# TASK TO CARRY OUT:
Return the data below exactly, but only from the line containing "e.g. point(226, 39)" through the line containing "e.g. point(777, 626)", with both of those lines included.

# PROVIDED INFORMATION:
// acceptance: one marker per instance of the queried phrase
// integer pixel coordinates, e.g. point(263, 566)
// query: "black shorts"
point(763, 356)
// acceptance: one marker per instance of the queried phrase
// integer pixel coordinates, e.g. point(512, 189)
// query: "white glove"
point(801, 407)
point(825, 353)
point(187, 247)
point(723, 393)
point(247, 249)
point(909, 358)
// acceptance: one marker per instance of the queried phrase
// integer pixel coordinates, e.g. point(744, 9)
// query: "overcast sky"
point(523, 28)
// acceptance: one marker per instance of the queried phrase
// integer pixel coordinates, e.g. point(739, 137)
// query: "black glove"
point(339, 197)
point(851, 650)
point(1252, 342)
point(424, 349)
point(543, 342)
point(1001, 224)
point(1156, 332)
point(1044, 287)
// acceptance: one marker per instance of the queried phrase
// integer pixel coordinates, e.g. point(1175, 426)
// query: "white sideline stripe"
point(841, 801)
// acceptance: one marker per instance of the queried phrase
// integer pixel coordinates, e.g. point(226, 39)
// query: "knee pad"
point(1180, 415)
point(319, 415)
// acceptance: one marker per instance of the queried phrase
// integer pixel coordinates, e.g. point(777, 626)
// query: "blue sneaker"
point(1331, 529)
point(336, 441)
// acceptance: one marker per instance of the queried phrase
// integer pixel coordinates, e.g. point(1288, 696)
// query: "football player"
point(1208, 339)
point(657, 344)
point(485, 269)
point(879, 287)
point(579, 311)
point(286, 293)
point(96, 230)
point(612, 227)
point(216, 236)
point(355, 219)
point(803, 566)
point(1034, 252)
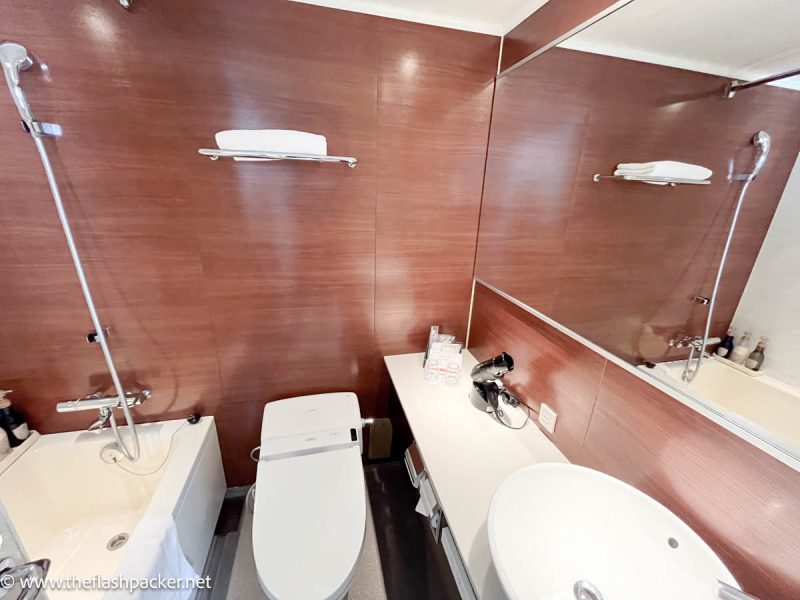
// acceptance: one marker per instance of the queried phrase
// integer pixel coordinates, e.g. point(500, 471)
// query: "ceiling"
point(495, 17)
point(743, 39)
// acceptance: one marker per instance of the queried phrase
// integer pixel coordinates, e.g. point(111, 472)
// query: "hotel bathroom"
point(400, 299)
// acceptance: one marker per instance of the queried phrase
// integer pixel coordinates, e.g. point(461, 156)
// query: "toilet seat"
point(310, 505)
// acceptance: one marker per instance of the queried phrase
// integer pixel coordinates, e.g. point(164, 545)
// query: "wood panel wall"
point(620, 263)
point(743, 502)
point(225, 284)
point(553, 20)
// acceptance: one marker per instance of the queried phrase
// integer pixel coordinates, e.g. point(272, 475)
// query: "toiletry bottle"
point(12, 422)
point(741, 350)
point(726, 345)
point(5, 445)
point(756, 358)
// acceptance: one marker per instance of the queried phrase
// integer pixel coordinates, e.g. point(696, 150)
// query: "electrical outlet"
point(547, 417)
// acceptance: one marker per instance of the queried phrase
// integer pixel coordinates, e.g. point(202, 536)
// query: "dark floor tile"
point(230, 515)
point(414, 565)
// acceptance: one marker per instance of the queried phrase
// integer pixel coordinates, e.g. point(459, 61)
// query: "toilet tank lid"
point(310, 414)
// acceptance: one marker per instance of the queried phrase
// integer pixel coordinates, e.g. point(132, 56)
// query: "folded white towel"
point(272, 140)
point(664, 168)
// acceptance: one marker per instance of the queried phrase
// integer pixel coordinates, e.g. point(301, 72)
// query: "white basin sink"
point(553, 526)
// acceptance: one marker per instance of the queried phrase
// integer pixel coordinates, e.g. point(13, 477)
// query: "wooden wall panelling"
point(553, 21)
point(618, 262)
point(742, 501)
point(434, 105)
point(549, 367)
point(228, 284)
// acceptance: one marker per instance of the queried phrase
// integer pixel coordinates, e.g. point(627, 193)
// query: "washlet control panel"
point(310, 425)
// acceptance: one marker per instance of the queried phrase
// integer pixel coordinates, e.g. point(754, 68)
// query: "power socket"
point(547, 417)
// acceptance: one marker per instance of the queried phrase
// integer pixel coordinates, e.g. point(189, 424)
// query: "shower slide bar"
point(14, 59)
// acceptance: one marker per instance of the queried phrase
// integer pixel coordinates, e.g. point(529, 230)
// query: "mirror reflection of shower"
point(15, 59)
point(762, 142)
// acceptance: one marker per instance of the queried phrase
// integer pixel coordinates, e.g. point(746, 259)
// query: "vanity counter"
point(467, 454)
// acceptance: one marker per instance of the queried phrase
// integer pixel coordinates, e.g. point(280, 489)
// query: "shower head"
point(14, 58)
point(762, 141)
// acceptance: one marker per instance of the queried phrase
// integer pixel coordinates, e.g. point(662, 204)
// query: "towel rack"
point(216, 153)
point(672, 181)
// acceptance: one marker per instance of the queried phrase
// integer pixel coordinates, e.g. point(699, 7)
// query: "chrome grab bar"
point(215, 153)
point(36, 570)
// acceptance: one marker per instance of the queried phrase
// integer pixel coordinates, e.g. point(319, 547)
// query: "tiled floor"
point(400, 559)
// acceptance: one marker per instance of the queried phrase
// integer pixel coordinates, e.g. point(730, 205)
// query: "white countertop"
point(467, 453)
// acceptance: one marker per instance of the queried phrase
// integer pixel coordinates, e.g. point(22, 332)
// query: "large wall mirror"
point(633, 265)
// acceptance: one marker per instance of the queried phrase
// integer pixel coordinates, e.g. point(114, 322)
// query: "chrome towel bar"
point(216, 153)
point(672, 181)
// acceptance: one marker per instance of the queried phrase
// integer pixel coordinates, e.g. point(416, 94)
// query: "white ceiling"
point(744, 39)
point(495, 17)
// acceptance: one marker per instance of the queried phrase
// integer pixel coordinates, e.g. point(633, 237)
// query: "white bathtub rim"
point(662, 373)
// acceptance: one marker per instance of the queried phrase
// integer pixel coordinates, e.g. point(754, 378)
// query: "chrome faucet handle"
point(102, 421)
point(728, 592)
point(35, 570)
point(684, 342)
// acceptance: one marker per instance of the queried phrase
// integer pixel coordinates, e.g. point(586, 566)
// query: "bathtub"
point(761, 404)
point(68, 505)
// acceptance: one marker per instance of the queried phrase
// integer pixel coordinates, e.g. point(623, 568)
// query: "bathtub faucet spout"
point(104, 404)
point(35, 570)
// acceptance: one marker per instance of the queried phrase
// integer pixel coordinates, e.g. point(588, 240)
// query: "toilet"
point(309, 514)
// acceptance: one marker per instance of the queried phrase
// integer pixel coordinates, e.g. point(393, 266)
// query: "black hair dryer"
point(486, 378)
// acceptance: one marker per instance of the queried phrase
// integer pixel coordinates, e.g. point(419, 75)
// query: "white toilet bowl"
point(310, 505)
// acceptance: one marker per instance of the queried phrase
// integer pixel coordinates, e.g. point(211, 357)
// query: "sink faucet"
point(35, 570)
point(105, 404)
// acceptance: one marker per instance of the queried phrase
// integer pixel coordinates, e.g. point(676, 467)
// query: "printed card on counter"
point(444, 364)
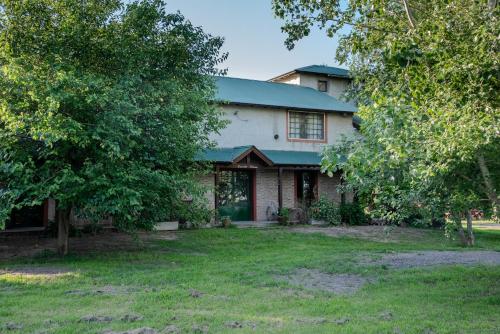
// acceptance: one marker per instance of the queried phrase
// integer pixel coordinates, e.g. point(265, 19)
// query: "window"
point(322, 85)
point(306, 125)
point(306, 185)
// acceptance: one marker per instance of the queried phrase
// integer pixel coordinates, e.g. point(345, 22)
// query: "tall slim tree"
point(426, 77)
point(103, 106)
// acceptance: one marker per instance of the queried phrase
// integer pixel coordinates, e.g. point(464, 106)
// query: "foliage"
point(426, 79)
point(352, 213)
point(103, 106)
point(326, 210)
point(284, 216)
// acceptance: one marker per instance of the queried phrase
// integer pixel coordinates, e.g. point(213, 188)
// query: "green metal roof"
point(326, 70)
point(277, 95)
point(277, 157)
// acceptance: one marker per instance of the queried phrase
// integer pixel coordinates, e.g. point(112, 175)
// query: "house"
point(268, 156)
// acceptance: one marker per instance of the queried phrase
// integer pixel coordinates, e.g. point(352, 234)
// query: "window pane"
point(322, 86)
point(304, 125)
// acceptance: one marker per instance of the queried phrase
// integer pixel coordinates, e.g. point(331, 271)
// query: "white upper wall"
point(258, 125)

==

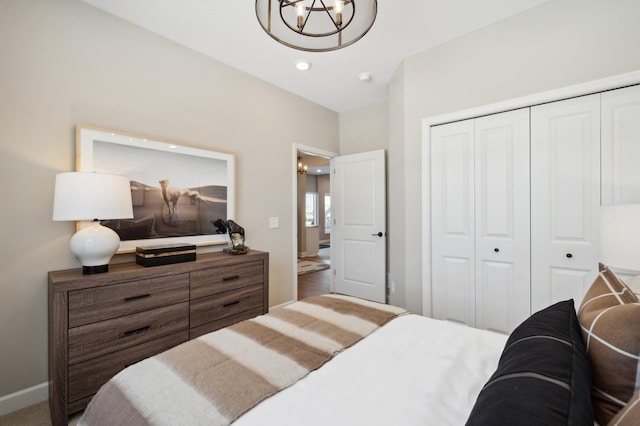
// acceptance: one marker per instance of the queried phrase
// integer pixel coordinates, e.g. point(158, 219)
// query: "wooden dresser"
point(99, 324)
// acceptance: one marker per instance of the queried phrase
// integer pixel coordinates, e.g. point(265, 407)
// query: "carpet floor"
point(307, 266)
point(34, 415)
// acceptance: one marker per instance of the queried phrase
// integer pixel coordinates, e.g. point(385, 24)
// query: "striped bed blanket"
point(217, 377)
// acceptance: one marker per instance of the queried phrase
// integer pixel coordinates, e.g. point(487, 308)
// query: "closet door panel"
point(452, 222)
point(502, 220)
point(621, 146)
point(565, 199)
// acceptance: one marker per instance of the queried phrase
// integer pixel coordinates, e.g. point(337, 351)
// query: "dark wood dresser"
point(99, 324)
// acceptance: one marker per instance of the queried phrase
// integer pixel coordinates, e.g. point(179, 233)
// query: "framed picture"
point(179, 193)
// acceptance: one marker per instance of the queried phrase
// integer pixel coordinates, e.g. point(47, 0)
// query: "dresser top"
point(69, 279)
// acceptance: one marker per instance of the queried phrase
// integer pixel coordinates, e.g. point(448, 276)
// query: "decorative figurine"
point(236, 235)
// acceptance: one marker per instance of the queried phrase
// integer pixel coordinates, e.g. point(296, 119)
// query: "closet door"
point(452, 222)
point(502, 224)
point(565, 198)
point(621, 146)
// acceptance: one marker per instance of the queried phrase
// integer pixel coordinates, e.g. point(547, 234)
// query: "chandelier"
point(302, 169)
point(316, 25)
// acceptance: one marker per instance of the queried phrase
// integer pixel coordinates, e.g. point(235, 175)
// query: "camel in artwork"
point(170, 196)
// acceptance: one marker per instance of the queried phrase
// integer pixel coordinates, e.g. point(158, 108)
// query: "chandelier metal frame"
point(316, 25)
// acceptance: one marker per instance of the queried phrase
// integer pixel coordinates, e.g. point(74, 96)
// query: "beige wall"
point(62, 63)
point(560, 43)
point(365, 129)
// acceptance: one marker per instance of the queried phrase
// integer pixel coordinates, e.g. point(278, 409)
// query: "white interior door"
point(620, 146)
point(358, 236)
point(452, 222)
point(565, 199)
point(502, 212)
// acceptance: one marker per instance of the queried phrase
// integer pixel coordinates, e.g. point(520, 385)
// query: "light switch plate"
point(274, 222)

--

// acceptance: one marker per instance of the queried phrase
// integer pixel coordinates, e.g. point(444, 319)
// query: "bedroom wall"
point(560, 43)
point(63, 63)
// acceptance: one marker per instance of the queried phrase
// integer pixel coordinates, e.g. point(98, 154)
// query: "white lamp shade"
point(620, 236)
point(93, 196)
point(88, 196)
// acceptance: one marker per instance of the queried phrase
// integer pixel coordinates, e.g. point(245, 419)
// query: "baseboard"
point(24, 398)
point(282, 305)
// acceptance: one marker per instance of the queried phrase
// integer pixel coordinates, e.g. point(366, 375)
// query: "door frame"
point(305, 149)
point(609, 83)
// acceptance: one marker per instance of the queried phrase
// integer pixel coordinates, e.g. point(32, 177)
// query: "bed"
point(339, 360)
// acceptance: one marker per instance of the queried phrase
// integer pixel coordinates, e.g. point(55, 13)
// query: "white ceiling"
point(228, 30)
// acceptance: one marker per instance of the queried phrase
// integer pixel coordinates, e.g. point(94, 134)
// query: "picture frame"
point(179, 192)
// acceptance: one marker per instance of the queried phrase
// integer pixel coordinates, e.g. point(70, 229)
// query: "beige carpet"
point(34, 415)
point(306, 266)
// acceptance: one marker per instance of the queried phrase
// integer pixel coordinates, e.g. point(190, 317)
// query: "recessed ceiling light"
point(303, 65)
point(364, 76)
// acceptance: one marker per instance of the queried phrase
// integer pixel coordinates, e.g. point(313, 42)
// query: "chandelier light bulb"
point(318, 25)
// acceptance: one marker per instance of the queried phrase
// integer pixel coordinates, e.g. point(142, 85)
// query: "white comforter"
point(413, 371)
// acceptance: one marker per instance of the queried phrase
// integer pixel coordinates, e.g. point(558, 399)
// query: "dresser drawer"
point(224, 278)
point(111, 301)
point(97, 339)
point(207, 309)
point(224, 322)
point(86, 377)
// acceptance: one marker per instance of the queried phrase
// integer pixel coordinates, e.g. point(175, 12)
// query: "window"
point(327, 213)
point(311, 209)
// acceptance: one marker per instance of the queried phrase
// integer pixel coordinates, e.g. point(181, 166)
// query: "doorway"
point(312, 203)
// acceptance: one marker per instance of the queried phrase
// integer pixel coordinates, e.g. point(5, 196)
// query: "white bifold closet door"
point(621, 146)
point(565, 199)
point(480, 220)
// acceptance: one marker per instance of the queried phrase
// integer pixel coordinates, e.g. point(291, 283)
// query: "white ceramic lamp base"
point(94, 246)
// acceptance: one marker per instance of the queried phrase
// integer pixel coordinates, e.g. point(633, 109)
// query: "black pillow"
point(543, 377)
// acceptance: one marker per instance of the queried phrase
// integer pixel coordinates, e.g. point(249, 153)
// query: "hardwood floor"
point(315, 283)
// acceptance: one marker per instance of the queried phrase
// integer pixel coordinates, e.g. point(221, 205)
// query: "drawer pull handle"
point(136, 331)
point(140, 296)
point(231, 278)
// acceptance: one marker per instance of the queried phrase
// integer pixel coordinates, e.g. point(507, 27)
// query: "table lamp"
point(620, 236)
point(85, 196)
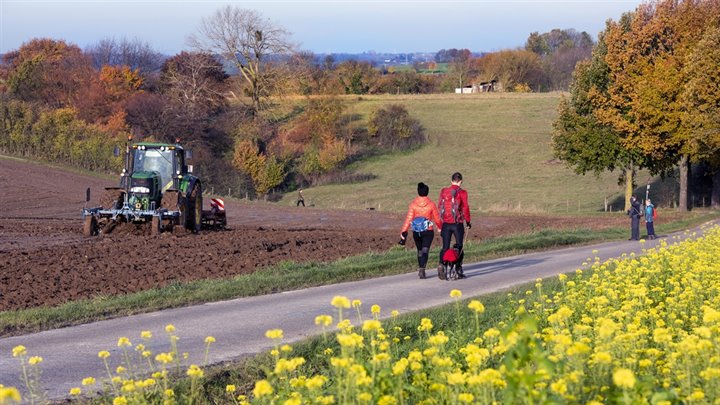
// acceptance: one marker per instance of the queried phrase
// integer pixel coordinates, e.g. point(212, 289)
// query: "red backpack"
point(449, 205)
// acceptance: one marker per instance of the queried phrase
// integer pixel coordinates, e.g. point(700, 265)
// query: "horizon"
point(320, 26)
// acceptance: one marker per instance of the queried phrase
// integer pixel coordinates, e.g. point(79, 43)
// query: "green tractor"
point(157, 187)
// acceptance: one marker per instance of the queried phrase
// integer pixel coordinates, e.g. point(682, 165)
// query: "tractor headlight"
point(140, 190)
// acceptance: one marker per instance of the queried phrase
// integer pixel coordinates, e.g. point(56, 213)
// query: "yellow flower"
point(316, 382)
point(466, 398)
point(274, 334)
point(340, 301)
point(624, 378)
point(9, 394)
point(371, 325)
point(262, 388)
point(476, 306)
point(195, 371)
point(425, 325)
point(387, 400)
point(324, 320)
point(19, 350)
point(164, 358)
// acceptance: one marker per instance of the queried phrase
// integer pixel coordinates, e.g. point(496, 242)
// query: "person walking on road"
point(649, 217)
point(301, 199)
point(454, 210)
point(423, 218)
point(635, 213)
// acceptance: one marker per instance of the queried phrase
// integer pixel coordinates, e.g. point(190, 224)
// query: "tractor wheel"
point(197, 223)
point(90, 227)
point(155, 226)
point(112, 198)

# SOLVED PROBLEM:
// integer pixel coordinates, e.g. point(226, 39)
// query: "knee pad"
point(1180, 415)
point(319, 415)
// acceptance: one marker per instance of the queried phrase
// integer pixel coordinates, e.g. point(777, 626)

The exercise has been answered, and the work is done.